### PROVIDED TEXT:

━━━━━━━━━━━━━━━━

From an “invisible” flow to a hyper-surveilled part of daily life, a remittance service like Facebook Coin gives Facebook an enormous amount of power, creating users as financial subjects. “This idea that people that are excluded from the formal banking system are in need of being included, as if these people are are in need of being financially integrated,” explains Guermond. Data extraction and financialization go hand in hand, making it nearly impossible to live without Facebook, and providing the platform with important access to an individual’s daily financial decision-making.

There’s been speculation that Facebook is attempting to emulate WeChat, a popular Chinese app that offers money transfer services. In many ways WeChat is a much wider platform than Facebook–users can make mobile payments as well as interact with a host of city services to do everything from pay electricity bills, make a doctor’s appointment, book travel, or check for crowds using a heat map—which Chinese authorities have been reported to use as well.

━━━━━━━━━━━━━━━━

### DATASET SECTION:
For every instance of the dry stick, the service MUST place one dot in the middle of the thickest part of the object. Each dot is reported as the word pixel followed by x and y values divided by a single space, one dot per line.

━━━━━━━━━━━━━━━━

### WORK TO COMPLETE:
1 – Name every city service that the passage about Facebook and WeChat says WeChat users can access.
2 – According to the passage about Facebook and WeChat, why is WeChat a much wider platform than Facebook?

### EXPECTED ANSWERS:
1 –
- Paying electricity bills
- Making a doctor's appointment
- Booking travel
- Checking for crowds using a heat map

2 – WeChat lets users make mobile payments and also use many city services. These services include paying electricity bills, making a doctor's appointment, booking travel, and checking for crowds with a heat map.